### Job 1
According to the postmortem on the db-provisioner controller, how many API server requests per second did the retry loop generate?

### Document text
* * * * *

Postmortem: Custom Controller Missing Backoff Overwhelms API Server¶
| Field | Value |
|---|---|
| ID | PM-015 |
| Date | 2025-11-03 |
| Severity | SEV-2 |
| Duration | 22m (detection to resolution) |
| Time to Detect | 3m |
| Time to Mitigate | 22m |
| Customer Impact | All cluster operations degraded for 19 minutes; automated scaling (HPA) stalled for 19 minutes during a traffic peak; 3 deployments queued and unable to progress |
| Revenue Impact | ~$8,500 estimated (HPA unable to scale during traffic peak; ~12% of requests served at degraded latency) |
| Teams Involved | Database Platform, SRE, Kubernetes Infrastructure |
| Postmortem Author | Lindiwe Dlamini |
| Postmortem Date | 2025-11-07 |
Executive Summary¶
On November 3, 2025, the db-provisioner Kubernetes operator — an in-house controller that manages database provisioning resources — entered a tight retry loop after an RBAC role binding expired, causing a permissions error on every reconcile attempt. Because the controller was written without using controller-runtime's built-in rate-limiting work queue, each failed reconcile immediately re-queued the same object and retried, generating approximately 2,000 API server requests per second from a single controller pod. Kubernetes API server latency climbed from a baseline of 50ms to over 8 seconds within 90 seconds. All cluster control-plane operations were affected: kubectl commands timed out, deployments could not progress, and the Horizontal Pod Autoscaler was unable to fetch metrics or scale workloads. The API server did not crash — it degraded gracefully, prioritizing high-priority requests (node heartbeats) over lower-priority ones. The incident was resolved by scaling the db-provisioner deployment to zero replicas to stop the flood, followed by renewing the expired RBAC binding and redeploying the controller.

* * * * *

### Given data
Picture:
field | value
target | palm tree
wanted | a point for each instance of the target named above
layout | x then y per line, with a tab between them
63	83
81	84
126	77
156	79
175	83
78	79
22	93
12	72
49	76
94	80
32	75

* * * * *

### Job 2
Copy the record above verbatim, from its first line through its last coordinate pair.

### Exercise response 1
Approximately 2,000 requests per second, from a single controller pod.

### Exercise response 2
Picture:
field | value
target | palm tree
wanted | a point for each instance of the target named above
layout | x then y per line, with a tab between them
63	83
81	84
126	77
156	79
175	83
78	79
22	93
12	72
49	76
94	80
32	75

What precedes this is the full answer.